[A few records]
* * * * * * *
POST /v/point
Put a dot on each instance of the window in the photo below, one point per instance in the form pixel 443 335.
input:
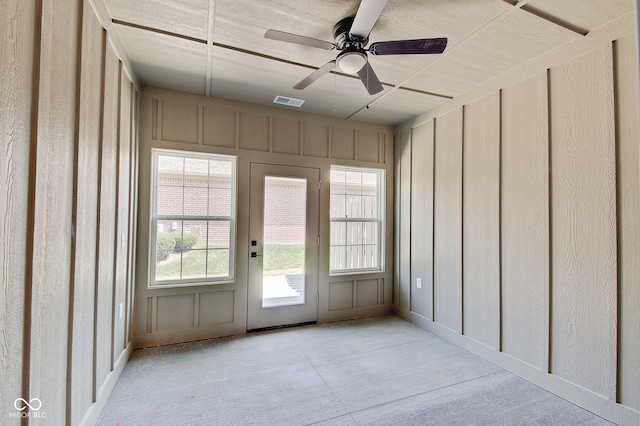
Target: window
pixel 357 220
pixel 193 210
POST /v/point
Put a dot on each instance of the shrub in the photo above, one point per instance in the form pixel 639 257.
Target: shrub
pixel 187 241
pixel 165 243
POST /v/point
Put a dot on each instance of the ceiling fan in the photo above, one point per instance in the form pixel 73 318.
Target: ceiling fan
pixel 351 36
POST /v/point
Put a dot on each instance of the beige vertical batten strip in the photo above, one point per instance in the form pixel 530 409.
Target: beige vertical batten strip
pixel 462 126
pixel 550 217
pixel 619 269
pixel 33 164
pixel 116 241
pixel 500 140
pixel 98 215
pixel 74 218
pixel 433 224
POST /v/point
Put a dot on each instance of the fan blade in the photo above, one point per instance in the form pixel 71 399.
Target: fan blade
pixel 298 39
pixel 409 47
pixel 370 79
pixel 366 17
pixel 315 75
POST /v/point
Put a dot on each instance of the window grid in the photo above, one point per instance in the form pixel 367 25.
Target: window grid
pixel 205 250
pixel 356 220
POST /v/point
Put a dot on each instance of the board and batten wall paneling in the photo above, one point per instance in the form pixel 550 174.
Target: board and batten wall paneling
pixel 107 220
pixel 583 253
pixel 447 219
pixel 422 220
pixel 55 115
pixel 86 205
pixel 254 134
pixel 481 220
pixel 52 205
pixel 122 205
pixel 404 216
pixel 16 74
pixel 525 221
pixel 626 87
pixel 569 224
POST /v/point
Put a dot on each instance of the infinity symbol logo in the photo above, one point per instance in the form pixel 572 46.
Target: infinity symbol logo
pixel 34 404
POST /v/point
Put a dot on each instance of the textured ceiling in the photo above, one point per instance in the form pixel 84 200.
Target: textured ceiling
pixel 217 47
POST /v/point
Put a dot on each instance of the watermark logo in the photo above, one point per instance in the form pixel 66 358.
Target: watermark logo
pixel 34 405
pixel 21 404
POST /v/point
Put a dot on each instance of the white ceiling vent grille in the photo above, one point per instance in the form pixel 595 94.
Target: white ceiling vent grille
pixel 283 100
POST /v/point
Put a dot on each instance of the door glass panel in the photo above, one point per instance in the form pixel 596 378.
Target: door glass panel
pixel 283 270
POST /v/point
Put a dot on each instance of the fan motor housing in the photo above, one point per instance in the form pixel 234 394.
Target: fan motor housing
pixel 342 37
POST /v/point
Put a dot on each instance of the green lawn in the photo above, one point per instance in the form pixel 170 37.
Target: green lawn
pixel 278 259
* * * * * * *
[Job] Reproduce verbatim the portion of the records above that runs from their beginning through the line containing "pixel 433 224", with that line included. Leave the pictures out of your reply.

[The reply]
POST /v/point
Put a dot on each instance of the window in the photo below, one point per instance in the form pixel 443 335.
input:
Target: window
pixel 357 220
pixel 193 210
POST /v/point
Put a dot on each instance of the shrub in the photo above, one point per instance in the form pixel 639 257.
Target: shrub
pixel 187 241
pixel 165 243
POST /v/point
Put a dot on each instance of the ceiling fan in the photo above, one point per instance in the form pixel 73 318.
Target: ceiling fan
pixel 351 36
POST /v/point
Put a dot on each instance of the beige vertical batten strip in the photo above, one point per instance in the form pixel 530 409.
Target: beige vertical batten strip
pixel 462 126
pixel 550 217
pixel 619 269
pixel 33 164
pixel 116 241
pixel 500 140
pixel 98 215
pixel 74 218
pixel 433 224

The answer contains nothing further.